_AIM OF THE TASK_: Could you quote everything in the records below, from the line containing "For the benchmark, mark every instance of the utility" down to the end of the records, word for word?

_RECORDS_:
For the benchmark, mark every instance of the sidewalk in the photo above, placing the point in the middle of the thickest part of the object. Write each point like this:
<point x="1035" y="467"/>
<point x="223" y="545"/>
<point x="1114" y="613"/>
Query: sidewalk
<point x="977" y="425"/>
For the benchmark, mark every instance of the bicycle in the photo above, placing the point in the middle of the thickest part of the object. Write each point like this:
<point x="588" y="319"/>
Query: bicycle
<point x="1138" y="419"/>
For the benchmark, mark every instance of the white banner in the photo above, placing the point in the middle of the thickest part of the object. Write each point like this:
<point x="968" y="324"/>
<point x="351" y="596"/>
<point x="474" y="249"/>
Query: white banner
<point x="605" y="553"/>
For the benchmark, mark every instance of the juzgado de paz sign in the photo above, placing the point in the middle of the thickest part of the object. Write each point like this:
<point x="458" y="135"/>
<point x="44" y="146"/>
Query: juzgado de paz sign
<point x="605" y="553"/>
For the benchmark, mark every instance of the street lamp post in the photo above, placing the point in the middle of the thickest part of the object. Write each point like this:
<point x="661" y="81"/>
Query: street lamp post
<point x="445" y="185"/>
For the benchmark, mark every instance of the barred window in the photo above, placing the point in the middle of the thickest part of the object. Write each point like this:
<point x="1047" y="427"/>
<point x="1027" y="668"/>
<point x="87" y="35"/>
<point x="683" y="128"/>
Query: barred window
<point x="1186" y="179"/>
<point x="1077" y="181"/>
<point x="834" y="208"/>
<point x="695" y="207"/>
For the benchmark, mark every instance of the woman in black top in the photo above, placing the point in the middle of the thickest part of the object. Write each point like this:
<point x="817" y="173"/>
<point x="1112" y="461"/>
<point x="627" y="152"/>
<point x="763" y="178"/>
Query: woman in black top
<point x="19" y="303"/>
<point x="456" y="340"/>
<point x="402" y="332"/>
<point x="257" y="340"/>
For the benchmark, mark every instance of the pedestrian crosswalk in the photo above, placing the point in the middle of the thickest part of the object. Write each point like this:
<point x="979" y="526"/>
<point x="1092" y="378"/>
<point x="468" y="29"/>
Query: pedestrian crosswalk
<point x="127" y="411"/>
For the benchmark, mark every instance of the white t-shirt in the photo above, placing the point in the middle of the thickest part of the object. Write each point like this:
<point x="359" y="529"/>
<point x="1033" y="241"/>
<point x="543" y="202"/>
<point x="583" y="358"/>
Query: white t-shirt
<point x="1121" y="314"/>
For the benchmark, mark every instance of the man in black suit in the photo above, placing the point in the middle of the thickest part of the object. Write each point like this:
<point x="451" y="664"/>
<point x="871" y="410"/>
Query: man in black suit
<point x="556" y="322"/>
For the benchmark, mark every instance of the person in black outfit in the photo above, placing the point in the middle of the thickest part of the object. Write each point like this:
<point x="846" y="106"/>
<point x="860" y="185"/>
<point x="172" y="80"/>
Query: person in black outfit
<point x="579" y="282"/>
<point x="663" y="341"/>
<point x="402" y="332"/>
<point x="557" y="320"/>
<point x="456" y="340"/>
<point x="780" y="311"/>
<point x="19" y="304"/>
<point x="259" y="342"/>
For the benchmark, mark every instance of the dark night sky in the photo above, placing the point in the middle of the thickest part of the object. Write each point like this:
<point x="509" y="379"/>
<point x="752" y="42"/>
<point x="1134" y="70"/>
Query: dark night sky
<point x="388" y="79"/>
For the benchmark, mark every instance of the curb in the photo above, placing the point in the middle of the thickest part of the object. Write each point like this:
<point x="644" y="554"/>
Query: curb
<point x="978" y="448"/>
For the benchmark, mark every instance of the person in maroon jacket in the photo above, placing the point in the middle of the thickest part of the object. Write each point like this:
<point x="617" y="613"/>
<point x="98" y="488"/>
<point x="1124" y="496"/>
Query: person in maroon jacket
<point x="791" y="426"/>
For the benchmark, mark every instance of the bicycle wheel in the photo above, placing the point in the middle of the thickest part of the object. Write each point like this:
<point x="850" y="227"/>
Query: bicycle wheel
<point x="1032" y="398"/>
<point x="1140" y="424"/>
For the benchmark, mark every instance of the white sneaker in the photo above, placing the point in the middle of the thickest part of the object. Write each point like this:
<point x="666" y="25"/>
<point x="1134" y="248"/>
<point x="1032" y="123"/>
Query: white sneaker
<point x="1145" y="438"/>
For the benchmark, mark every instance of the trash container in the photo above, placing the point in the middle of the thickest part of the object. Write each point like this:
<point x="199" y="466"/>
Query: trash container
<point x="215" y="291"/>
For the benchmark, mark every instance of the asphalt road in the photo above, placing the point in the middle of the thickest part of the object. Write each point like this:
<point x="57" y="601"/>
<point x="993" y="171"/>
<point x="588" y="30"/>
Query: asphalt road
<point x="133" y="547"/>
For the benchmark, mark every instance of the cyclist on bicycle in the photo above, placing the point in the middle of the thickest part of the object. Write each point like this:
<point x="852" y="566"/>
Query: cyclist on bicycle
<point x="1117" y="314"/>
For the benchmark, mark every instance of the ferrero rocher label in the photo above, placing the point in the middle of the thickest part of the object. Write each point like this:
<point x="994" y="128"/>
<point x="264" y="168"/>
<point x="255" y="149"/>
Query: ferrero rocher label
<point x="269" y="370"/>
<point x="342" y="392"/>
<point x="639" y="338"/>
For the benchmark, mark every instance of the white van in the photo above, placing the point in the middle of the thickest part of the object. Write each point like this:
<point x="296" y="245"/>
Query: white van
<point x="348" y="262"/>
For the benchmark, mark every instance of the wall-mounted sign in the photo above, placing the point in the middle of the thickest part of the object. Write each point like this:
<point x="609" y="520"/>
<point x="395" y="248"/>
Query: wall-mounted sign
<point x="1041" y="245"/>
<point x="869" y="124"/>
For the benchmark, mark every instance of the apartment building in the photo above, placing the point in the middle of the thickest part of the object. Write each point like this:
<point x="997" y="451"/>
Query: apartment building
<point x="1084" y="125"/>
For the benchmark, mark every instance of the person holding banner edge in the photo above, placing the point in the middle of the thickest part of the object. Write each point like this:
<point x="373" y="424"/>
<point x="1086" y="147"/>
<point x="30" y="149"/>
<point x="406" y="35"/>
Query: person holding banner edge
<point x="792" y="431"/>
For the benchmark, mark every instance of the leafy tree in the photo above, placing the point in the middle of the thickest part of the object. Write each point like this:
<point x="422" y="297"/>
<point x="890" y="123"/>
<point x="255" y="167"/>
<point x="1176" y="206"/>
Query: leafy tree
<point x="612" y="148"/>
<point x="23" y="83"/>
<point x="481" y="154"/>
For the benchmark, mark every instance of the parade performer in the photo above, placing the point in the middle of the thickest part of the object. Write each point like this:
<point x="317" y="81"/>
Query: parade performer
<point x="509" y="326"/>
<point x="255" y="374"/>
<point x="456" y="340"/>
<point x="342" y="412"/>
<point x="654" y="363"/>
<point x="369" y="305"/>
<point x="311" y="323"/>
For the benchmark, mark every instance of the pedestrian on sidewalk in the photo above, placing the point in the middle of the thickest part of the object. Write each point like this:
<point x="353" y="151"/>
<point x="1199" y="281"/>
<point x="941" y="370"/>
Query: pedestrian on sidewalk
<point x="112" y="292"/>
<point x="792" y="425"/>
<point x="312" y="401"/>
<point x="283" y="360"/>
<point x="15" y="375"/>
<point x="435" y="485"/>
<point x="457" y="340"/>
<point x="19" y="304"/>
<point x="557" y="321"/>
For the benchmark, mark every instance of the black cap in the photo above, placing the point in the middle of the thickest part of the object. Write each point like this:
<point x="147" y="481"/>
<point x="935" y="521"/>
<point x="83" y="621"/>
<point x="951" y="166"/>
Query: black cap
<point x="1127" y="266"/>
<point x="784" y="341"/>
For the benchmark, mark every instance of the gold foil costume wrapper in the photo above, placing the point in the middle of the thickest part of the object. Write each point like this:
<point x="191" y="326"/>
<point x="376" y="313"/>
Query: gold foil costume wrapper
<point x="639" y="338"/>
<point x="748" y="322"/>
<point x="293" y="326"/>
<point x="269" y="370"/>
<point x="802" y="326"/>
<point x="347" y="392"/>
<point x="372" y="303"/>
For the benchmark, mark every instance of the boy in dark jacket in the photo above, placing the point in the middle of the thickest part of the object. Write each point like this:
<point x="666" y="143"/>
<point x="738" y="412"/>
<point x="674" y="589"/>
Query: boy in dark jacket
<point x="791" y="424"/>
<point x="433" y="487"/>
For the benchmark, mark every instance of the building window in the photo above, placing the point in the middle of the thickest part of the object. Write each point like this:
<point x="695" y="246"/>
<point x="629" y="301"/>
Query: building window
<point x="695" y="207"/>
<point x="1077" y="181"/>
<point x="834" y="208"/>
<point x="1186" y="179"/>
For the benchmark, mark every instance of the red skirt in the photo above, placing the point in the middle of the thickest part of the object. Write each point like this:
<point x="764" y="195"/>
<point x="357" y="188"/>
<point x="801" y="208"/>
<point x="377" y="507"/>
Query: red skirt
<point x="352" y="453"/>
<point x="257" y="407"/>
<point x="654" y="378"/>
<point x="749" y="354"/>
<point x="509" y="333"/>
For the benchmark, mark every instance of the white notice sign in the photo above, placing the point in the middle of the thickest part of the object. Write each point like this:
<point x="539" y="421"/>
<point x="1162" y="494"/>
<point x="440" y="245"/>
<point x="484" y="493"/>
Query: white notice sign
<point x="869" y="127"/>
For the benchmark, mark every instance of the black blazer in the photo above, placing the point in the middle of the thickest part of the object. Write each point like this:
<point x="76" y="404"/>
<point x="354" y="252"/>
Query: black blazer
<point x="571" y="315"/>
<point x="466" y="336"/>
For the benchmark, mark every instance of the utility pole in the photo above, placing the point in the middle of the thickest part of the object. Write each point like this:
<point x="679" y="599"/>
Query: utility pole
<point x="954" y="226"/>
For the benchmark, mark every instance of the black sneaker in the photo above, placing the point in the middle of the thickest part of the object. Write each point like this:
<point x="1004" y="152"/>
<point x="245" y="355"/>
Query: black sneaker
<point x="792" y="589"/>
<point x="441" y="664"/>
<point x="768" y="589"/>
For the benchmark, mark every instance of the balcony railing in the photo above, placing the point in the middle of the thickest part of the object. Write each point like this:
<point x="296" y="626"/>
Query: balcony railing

_OUTPUT OF THE EXERCISE_:
For the benchmark, mark every instance of the utility pole in the photo above, placing the point in the middle of the thickest part of the object. Write each point like this:
<point x="679" y="599"/>
Query: utility pole
<point x="954" y="226"/>
For the benchmark, mark every instance of the black sneaker in the photo above, placing the point in the middle of the thickest part of the object. Write each point like this:
<point x="1004" y="152"/>
<point x="245" y="355"/>
Query: black sneaker
<point x="792" y="589"/>
<point x="441" y="664"/>
<point x="768" y="589"/>
For the benchmark, mark every instance of the balcony railing in the photo above, placing the point in the middle of the thickest part of the object. Write each point like this:
<point x="296" y="626"/>
Query: balcony railing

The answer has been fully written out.